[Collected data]
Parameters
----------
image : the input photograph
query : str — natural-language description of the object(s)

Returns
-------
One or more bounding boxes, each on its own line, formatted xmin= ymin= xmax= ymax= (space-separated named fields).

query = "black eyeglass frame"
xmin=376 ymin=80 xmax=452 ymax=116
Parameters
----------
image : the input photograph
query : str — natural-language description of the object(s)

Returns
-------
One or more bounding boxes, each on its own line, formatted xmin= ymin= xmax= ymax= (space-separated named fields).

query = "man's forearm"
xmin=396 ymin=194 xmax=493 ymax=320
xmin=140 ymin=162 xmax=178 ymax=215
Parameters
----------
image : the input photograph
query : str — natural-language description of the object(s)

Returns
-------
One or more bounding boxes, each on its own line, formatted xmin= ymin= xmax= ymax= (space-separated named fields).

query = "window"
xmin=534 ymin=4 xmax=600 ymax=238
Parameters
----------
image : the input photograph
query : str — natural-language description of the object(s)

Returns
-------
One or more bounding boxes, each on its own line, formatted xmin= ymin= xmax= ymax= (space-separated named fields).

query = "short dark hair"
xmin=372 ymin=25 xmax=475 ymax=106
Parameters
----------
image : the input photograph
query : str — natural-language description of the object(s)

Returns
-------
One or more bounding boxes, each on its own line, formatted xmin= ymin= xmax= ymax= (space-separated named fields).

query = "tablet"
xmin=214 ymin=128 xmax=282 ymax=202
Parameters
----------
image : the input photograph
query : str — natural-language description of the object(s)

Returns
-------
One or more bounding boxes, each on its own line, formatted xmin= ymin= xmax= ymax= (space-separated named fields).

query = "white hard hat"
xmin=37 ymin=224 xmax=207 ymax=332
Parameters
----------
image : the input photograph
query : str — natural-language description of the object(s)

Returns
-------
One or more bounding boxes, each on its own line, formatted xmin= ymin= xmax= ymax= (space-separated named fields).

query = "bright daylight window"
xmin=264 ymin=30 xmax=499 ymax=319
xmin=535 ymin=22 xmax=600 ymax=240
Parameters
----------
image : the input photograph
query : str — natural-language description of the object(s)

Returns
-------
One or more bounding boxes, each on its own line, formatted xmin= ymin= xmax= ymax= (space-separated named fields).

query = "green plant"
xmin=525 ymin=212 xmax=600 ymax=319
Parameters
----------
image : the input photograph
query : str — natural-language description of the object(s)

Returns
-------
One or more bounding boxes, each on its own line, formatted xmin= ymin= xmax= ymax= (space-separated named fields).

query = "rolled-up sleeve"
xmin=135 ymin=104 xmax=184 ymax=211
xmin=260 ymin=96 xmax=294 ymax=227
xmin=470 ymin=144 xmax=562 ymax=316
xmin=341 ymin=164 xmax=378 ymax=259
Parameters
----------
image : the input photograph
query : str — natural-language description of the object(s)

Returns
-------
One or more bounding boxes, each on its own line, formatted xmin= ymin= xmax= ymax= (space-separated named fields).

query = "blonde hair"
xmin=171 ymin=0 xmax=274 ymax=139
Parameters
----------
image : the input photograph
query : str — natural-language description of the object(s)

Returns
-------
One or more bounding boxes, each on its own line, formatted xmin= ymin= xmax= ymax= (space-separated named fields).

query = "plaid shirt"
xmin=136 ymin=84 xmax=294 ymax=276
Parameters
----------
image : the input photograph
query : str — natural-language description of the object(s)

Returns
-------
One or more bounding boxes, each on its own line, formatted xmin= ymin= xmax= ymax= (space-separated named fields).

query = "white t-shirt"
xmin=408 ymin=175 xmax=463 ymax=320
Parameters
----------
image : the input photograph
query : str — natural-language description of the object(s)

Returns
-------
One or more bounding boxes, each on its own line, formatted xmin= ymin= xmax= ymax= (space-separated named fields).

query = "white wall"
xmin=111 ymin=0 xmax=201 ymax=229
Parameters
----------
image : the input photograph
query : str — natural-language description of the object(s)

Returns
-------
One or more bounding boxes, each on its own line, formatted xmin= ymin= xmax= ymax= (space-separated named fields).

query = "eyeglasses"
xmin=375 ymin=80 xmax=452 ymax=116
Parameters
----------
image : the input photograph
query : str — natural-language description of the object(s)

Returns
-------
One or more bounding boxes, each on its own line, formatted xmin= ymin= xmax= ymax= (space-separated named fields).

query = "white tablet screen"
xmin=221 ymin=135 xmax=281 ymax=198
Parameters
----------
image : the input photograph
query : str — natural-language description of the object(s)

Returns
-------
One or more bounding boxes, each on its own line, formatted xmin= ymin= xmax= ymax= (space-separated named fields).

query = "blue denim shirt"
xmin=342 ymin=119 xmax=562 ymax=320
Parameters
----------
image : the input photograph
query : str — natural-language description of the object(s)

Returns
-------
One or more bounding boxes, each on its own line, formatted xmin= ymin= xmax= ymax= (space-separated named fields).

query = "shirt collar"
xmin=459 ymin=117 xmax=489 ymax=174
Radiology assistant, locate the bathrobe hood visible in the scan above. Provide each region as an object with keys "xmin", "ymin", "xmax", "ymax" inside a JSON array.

▸ **Try it**
The entries must all be transcribed exactly.

▸ **Completed exercise**
Parameters
----------
image : the input photograph
query : str — natural-language description of the object(s)

Returns
-------
One or more bounding boxes, each on its own line, formatted xmin= ymin= xmax= ymax= (space-separated named fields).

query = "black eyeglass frame"
xmin=376 ymin=80 xmax=452 ymax=116
Parameters
----------
image : the input photograph
query : str — natural-language description of the object(s)

Returns
-------
One or more bounding boxes, each on its own line, formatted xmin= ymin= xmax= ymax= (space-separated named fields).

query = "man's forearm"
xmin=396 ymin=194 xmax=493 ymax=320
xmin=140 ymin=162 xmax=178 ymax=215
Parameters
----------
image : the input photograph
query : str — natural-language description of the object(s)

Returns
-------
One or more bounding boxes, each on its own line, formatted xmin= ymin= xmax= ymax= (space-separated named fields).

query = "window"
xmin=534 ymin=4 xmax=600 ymax=238
Parameters
----------
image : the input photograph
query : str — natural-language description of the object(s)

Returns
-------
One or more bounding boxes, each on its own line, formatted xmin= ymin= xmax= ymax= (space-separated named fields).

query = "short dark hair"
xmin=372 ymin=25 xmax=475 ymax=106
Parameters
----------
image : the input photograph
query : str — natural-language description of the object(s)

Returns
-------
One or more bounding boxes, each on its own line, formatted xmin= ymin= xmax= ymax= (space-separated named fields).

query = "tablet"
xmin=214 ymin=128 xmax=282 ymax=202
Parameters
----------
image : the input photograph
query : str — natural-language description of the object(s)

Returns
-------
One or more bounding boxes, each on its own line, formatted xmin= ymin= xmax= ymax= (space-separated named fields).

query = "white hard hat"
xmin=37 ymin=224 xmax=207 ymax=332
Parameters
----------
image : the input photograph
query : str — natural-language description of the object(s)

Returns
-------
One or more bounding boxes, each on its own line, formatted xmin= ymin= xmax= ymax= (space-separated named fields).

query = "bright daylight window"
xmin=264 ymin=30 xmax=499 ymax=319
xmin=535 ymin=22 xmax=600 ymax=240
Parameters
----------
image : the input photograph
query : str — natural-language description of the object(s)

Returns
-------
One or more bounding boxes, each on its own line, formatted xmin= ymin= xmax= ymax= (space-separated named fields).

query = "green plant"
xmin=525 ymin=212 xmax=600 ymax=319
Parameters
----------
image : the input photograph
query : str — natural-language description of the object(s)

Returns
-------
One or more bounding boxes, each on its own line, formatted xmin= ymin= xmax= ymax= (space-separated named fields).

query = "rolled-up sleeve"
xmin=135 ymin=104 xmax=184 ymax=211
xmin=260 ymin=96 xmax=294 ymax=227
xmin=470 ymin=144 xmax=562 ymax=316
xmin=341 ymin=164 xmax=378 ymax=259
Parameters
----------
image : the input photograph
query : str — natural-language description of the object(s)

Returns
-------
One or more bounding boxes, each on its own line, formatted xmin= ymin= xmax= ymax= (space-separated named fields).

query = "blonde hair"
xmin=171 ymin=0 xmax=274 ymax=139
Parameters
----------
image : the input photograph
query : str — natural-language description of the object(s)

Returns
-------
One or more bounding boxes, each on its own line, formatted xmin= ymin= xmax= ymax= (space-separated named fields).

query = "plaid shirt"
xmin=136 ymin=84 xmax=294 ymax=276
Parameters
----------
image : the input photograph
query : str — natural-language description of the object(s)

Returns
-------
One or more bounding boxes, each on its own line, formatted xmin= ymin= xmax= ymax= (space-separated named fields).

query = "white t-shirt"
xmin=408 ymin=175 xmax=463 ymax=320
Parameters
----------
image : the input photograph
query : str — natural-language description of the object(s)

Returns
-------
One or more bounding boxes, each on its own line, formatted xmin= ymin= xmax= ymax= (space-separated named fields).

query = "white wall"
xmin=111 ymin=0 xmax=201 ymax=229
Parameters
----------
image : the input photograph
query : str — natural-language description of the object(s)

Returns
-------
One or more bounding boxes, each on its own line, formatted xmin= ymin= xmax= ymax= (space-separated named fields).

query = "eyeglasses"
xmin=375 ymin=80 xmax=452 ymax=116
Parameters
----------
image : the input photograph
query : str — natural-language description of the object(s)

Returns
-------
One or more bounding boxes, each on its own line, formatted xmin= ymin= xmax= ymax= (space-separated named fields).

query = "white tablet screen"
xmin=221 ymin=135 xmax=281 ymax=198
Parameters
----------
image : the input photograph
query : str — natural-language description of the object(s)

Returns
-------
One or more bounding boxes, each on its own line, formatted xmin= ymin= xmax= ymax= (space-separated named fields).

query = "blue denim shirt"
xmin=342 ymin=119 xmax=562 ymax=320
Parameters
----------
image : the input photograph
query : str — natural-language description of the object(s)

Returns
-------
One or more bounding boxes, each on its own line, formatted xmin= ymin= xmax= ymax= (space-separated named fields).

query = "shirt collar"
xmin=459 ymin=117 xmax=489 ymax=174
Radiology assistant, locate the bathrobe hood visible in the scan above. Provide each region as an object with keys "xmin", "ymin", "xmax", "ymax" inside a JSON array.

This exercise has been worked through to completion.